■ **To-do list**
a – List the groups that the passage on cyber security awareness says receive training and awareness efforts.
b – Answer these questions from the passage on cyber security awareness:
(i) In what year did Symantec mandate annual security awareness training?
(ii) Whom does the passage name as the first line of defense?
(iii) What does the passage say everyone needs?
c – Write the next part of the passage on cyber security awareness, starting after its final question.

■ **Quoted text**

▽

CISOs are very effective at putting up perimeter defenses, but in truth we need our employees to be the first line of defense. That is why we've focused so heavily on cyber security training and building awareness among our employees, partners and vendors. In 2012 Symantec mandated annual security awareness training and has increased communications from the CISO Organization. But it needs to be more than just training, so we go beyond this to continually educate employees about threat vectors and how they are a part of the attack surface. But more has to be done and we need more awareness campaigns, more threat briefings and more brown bag learning sessions discussing how to identify threats, risky behaviors and ensuring employees are up to date on the latest threat trends. Organizations must tap those people willing to offer this education to fellow employees. Those of us "in the know" often assume that because we all work for the largest security company in the world we’re all security experts – unfortunately that’s not always the case.  Everyone needs to be reminded!

So what else can companies do to stay secure?

△

■ **Stored data**
▽

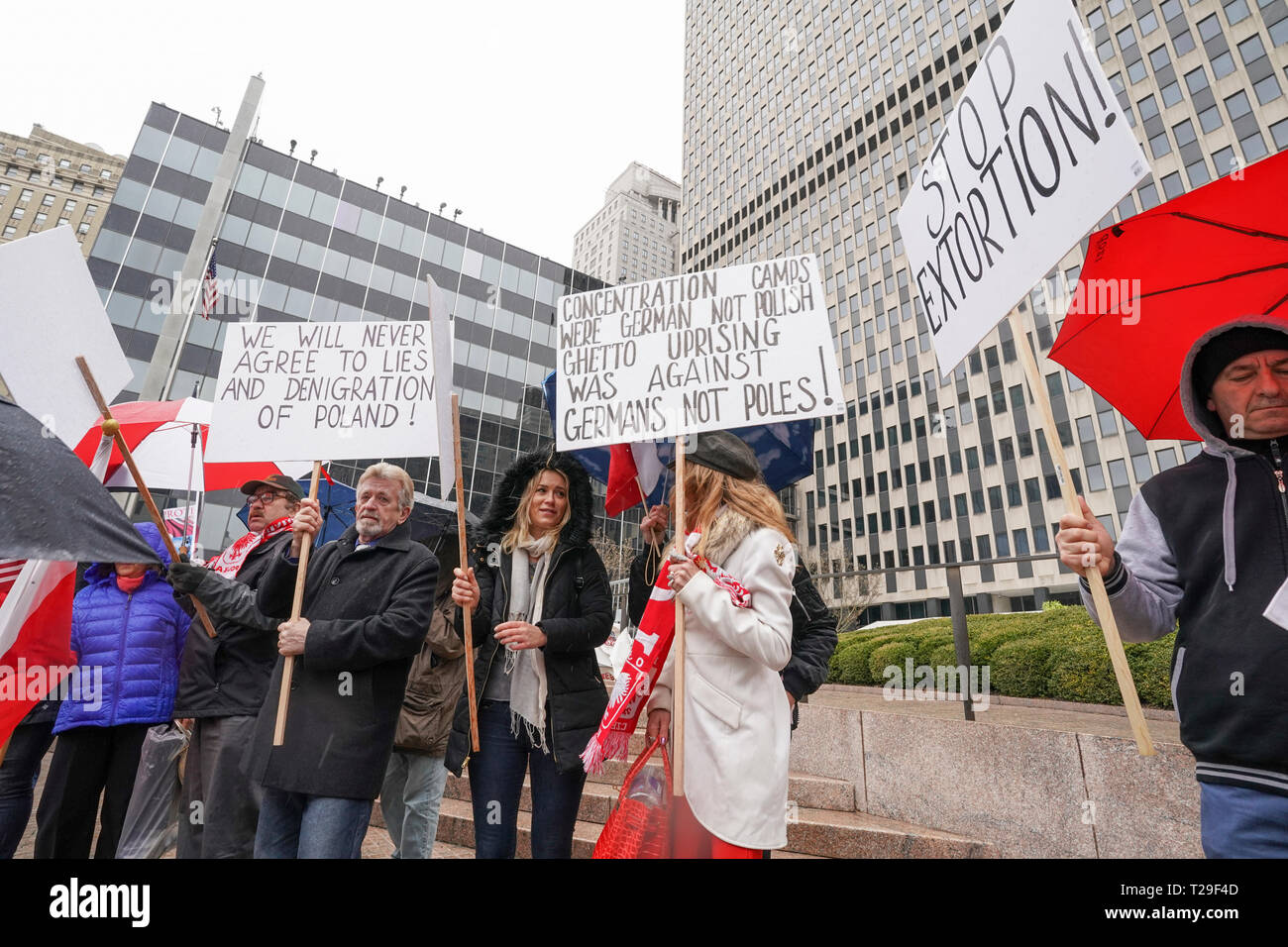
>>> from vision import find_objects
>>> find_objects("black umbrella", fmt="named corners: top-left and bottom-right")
top-left (0, 398), bottom-right (159, 563)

△

■ **Answer set**
a –
- Employees
- Partners
- Vendors

b –
(i) 2012
(ii) Employees
(iii) To be reminded

c –
1. Be aware. Too often companies, including our clients, will take a plausible deniability stance. If we don't know about it, it can't be happening. But this mentality will only exacerbate the problem. Data has become the business, and companies rely much more heavily on technology for business operations and efficiencies. Everyone needs a strategy, and although it may seem a daunting task, a straightforward solution is to base your security strategy on a well-known framework such as ISO 27001 or the National Institute of Standards and Technology (NIST).  

As part of our strategy at Symantec, we have created a feedback loop for the CISO organization to share threat information with our product development teams and employees. As one of the largest customers of Symantec products, we have unique insight into how they are helping, and how we can make our offerings even stronger. By having open dialog with our business units we’re able to offer valuable insight from an operational information security perspective about the integration of our products and services as well as helping share the knowledge we have from daily attacks.

2. Define your risk tolerance, and manage your risk according to this. Some industries can afford to take on more risk and others can't. Decdie how much risk your business is willing to assume.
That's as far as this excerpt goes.